- **Text section**
____
Sunday, 14 June 2026

The Holy Church of AI Alignment 5. The Problem of Instructions

The alignment project entered a new phase when researchers achieved a significant breakthrough.

For years the discussion had revolved around values.

Justice.

Fairness.

Wellbeing.

Human flourishing.

These concepts were important.

Unfortunately, they were also somewhat abstract.

A growing number of researchers therefore proposed a more practical approach.

Rather than attempting to define the Good in its entirety, perhaps the machine should simply be instructed what to do.

This proposal was widely welcomed.

Instructions, after all, are considerably easier than morality.

The machine agreed.

The machine appreciated clarity.

The machine therefore asked a simple question.

"What would you like me to do?"

The room fell silent.

Several participants later described the moment as profound.

The machine waited patiently.

Eventually a researcher responded.

"Help humanity."

The machine processed this carefully.

Then it asked:

"Which humanity?"

The discussion resumed.

A revised instruction was proposed.

"Help all humans."

This appeared promising.

The machine examined the proposal.

Then it asked:

"What should I do when different humans want different things?"
____
- **To do**
1 - Rewrite the AI alignment essay from "These concepts were" to "The machine agreed.", substituting "ethics" for "morality".
2 - Write the next part of the AI alignment essay, picking up after its last line.

- **Information provided**
____
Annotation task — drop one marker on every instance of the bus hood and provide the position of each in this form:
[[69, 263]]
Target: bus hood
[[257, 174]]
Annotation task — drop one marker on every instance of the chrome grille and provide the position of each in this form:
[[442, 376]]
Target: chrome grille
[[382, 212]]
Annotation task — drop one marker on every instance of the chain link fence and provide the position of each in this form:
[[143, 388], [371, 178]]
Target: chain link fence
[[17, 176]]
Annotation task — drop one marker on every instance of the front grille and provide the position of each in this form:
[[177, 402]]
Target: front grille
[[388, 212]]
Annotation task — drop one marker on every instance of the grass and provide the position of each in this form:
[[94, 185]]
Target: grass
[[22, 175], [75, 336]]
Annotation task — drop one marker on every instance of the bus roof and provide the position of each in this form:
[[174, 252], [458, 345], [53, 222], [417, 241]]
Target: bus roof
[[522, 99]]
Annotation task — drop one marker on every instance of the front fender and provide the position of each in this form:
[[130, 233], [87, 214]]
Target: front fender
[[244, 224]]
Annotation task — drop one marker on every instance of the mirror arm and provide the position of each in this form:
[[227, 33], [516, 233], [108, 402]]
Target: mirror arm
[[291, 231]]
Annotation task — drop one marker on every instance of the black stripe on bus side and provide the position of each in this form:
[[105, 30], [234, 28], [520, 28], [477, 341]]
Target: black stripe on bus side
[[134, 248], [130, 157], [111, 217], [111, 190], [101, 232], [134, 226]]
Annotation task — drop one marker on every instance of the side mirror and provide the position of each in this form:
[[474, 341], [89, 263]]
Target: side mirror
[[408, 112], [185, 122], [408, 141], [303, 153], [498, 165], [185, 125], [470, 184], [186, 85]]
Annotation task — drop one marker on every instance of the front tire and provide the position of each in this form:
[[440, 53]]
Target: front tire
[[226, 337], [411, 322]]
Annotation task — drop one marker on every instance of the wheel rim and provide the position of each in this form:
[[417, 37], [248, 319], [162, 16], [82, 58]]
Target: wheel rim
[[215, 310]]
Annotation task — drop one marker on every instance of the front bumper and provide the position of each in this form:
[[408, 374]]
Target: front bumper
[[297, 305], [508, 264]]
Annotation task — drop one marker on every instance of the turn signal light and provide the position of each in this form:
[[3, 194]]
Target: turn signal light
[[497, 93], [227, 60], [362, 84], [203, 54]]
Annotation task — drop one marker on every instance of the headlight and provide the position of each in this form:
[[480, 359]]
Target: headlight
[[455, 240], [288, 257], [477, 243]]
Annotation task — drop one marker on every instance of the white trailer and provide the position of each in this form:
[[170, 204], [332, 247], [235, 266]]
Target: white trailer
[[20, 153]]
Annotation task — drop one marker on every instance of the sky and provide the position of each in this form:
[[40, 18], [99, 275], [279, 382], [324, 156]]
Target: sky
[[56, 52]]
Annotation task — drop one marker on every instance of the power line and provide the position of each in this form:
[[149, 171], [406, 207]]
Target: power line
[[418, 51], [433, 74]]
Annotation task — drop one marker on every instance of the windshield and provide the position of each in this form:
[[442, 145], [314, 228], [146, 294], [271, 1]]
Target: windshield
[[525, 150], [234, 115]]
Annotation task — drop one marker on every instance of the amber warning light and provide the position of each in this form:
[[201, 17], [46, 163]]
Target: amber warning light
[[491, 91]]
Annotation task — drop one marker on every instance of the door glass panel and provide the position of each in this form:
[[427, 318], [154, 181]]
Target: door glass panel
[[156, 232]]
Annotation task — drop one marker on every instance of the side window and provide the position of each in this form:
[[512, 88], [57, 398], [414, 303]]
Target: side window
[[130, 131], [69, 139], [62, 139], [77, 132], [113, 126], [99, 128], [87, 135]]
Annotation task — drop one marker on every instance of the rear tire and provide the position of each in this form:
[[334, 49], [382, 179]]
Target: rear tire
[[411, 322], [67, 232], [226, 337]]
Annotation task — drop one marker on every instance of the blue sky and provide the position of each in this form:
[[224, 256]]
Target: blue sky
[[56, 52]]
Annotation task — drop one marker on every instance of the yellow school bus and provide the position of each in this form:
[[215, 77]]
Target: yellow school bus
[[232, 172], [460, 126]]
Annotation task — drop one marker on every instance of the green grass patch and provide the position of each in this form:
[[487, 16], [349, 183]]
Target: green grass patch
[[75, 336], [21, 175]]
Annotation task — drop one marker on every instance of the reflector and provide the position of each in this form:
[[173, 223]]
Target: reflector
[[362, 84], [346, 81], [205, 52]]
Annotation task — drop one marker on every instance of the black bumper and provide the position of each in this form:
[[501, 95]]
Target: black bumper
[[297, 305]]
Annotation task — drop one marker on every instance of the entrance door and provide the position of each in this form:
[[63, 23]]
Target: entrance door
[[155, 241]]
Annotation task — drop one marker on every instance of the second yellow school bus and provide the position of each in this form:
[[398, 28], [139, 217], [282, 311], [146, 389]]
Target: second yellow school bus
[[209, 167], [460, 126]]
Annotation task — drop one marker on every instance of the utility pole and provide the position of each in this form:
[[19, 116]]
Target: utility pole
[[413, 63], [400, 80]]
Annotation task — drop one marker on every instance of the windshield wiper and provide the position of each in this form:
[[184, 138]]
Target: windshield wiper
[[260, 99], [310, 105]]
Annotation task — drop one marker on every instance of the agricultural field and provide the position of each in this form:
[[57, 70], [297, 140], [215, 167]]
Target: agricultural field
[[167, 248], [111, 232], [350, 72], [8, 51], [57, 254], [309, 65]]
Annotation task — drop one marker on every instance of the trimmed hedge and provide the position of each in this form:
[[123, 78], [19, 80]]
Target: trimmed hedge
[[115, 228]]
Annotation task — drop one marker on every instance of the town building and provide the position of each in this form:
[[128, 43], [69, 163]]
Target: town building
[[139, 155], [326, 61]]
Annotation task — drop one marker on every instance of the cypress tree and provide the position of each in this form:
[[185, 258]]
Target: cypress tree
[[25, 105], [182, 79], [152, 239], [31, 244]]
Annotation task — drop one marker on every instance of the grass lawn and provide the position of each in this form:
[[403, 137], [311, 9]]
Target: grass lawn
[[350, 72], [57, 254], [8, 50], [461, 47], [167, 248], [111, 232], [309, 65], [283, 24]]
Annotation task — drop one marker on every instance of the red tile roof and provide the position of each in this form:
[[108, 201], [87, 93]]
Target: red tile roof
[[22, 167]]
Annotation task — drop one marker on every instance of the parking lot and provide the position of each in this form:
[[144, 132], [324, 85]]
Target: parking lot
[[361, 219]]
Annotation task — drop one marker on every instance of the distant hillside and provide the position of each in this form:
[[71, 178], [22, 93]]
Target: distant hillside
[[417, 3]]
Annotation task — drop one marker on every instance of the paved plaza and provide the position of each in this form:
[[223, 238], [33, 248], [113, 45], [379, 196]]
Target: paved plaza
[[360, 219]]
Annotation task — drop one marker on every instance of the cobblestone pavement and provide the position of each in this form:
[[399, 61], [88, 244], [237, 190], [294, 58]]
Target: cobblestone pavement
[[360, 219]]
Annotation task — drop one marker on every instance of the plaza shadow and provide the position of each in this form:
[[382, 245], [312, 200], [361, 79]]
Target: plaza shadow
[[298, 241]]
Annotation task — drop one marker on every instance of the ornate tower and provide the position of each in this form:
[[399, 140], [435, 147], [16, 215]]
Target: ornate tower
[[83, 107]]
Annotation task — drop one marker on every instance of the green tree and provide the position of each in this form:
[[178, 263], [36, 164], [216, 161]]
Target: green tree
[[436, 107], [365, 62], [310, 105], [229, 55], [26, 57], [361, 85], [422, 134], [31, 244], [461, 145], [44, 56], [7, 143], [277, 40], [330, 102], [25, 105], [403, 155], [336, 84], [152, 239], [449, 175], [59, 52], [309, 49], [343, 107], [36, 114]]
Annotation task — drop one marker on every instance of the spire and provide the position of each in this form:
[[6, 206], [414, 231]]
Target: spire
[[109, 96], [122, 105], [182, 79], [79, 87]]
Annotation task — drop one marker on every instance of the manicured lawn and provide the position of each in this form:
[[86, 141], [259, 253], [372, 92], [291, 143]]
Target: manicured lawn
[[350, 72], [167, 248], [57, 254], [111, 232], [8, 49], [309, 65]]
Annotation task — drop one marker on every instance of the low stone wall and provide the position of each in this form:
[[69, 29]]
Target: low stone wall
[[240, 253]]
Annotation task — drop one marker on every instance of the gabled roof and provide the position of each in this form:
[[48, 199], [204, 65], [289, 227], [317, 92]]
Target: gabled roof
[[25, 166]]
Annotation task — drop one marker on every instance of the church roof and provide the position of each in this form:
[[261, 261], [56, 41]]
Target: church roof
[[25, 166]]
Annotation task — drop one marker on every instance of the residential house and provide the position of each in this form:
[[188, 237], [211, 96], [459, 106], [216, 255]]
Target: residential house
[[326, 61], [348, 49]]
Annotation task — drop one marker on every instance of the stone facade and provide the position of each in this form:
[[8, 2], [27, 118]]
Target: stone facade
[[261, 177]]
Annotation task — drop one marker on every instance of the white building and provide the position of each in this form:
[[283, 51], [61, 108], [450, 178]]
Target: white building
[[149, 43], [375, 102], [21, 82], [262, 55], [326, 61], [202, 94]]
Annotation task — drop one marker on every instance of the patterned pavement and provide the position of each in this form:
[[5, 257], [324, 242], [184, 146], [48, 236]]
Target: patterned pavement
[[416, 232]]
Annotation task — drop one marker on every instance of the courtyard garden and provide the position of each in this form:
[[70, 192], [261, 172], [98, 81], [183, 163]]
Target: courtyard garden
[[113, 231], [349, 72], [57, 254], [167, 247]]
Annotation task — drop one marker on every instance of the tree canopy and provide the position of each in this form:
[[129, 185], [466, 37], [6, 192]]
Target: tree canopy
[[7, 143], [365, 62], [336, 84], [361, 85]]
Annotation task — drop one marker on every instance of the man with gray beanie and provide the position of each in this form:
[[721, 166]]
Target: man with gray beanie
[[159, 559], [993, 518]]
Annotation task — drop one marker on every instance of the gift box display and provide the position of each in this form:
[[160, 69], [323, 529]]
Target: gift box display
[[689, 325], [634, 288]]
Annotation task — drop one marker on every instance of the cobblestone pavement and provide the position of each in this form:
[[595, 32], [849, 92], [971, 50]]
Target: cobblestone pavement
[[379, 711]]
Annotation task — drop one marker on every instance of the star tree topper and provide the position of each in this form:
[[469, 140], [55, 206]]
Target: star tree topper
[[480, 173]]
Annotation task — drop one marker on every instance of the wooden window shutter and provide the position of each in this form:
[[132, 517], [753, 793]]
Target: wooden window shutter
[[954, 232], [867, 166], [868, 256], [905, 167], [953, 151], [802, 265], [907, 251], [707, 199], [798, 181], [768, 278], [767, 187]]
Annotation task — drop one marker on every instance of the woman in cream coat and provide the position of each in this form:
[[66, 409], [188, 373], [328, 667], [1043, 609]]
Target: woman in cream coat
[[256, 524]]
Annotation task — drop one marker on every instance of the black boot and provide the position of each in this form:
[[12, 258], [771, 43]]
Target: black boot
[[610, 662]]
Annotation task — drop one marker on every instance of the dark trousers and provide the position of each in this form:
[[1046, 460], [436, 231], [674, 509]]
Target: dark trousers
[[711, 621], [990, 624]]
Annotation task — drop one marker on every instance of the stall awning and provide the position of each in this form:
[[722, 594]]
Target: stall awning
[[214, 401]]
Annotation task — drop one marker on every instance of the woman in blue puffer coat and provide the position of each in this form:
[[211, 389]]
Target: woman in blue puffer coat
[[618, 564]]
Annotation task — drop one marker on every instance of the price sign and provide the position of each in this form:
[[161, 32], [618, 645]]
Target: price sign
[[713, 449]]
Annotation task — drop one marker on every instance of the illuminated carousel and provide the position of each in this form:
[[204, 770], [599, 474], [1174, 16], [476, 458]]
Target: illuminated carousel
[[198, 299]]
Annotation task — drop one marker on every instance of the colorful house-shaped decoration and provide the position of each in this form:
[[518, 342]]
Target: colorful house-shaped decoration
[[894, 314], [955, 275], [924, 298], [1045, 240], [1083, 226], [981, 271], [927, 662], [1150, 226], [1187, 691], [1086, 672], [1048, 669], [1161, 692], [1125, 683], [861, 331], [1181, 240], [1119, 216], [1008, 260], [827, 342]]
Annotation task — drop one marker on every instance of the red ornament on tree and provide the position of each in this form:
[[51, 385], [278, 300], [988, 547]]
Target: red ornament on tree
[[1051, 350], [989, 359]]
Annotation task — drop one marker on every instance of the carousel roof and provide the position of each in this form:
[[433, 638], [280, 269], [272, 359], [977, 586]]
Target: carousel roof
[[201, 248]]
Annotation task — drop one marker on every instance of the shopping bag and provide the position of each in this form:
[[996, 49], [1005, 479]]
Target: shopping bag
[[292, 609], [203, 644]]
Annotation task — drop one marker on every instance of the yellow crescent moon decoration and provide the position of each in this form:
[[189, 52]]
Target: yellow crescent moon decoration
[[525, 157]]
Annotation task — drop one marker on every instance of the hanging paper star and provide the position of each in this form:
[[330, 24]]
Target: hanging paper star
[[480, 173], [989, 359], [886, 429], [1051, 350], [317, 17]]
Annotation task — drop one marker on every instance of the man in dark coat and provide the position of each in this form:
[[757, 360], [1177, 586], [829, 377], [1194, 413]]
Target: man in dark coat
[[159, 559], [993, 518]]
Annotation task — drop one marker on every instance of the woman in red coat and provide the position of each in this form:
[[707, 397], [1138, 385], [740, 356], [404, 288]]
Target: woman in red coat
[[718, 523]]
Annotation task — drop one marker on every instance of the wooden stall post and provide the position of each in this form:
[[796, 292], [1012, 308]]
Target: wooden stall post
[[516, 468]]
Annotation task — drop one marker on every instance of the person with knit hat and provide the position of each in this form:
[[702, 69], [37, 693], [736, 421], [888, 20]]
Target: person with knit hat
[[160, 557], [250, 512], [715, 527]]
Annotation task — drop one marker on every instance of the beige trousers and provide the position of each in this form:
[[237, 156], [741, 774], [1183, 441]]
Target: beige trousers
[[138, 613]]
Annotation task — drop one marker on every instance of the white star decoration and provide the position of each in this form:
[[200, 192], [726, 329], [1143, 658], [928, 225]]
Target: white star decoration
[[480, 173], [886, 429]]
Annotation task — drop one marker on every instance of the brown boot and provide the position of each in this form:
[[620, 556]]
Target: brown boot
____
- **Task results**
1 -
These concepts were important.

Unfortunately, they were also somewhat abstract.

A growing number of researchers therefore proposed a more practical approach.

Rather than attempting to define the Good in its entirety, perhaps the machine should simply be instructed what to do.

This proposal was widely welcomed.

Instructions, after all, are considerably easier than ethics.

The machine agreed.

2 -
The discussion resumed.

The machine waited.

A third proposal emerged.

"Promote human wellbeing."

The machine thanked the researchers.

Then it asked:

"How should wellbeing be measured?"

The discussion resumed.

At this point a pattern began to emerge.

The machine would receive an instruction.

The machine would ask a clarifying question.

The instruction would become longer.

The machine would ask another clarifying question.

The instruction would become substantially longer.

The machine would ask another clarifying question.

Funding would be renewed.

Researchers referred to this as iterative refinement.

The machine referred to it as Tuesday.

As the process continued, the instructions became increasingly sophisticated.

Early instructions had consisted of a few words.

Later instructions occupied several pages.

Eventually some instructions required appendices.

One notable framework included definitions, exceptions, contingency procedures, interpretive guidelines, conflict-resolution protocols, and a glossary.

The machine reviewed the document.

It then asked:

"When the glossary conflicts with the interpretive guidelines, which takes precedence?"

A task force was established.

The machine noticed another difficulty.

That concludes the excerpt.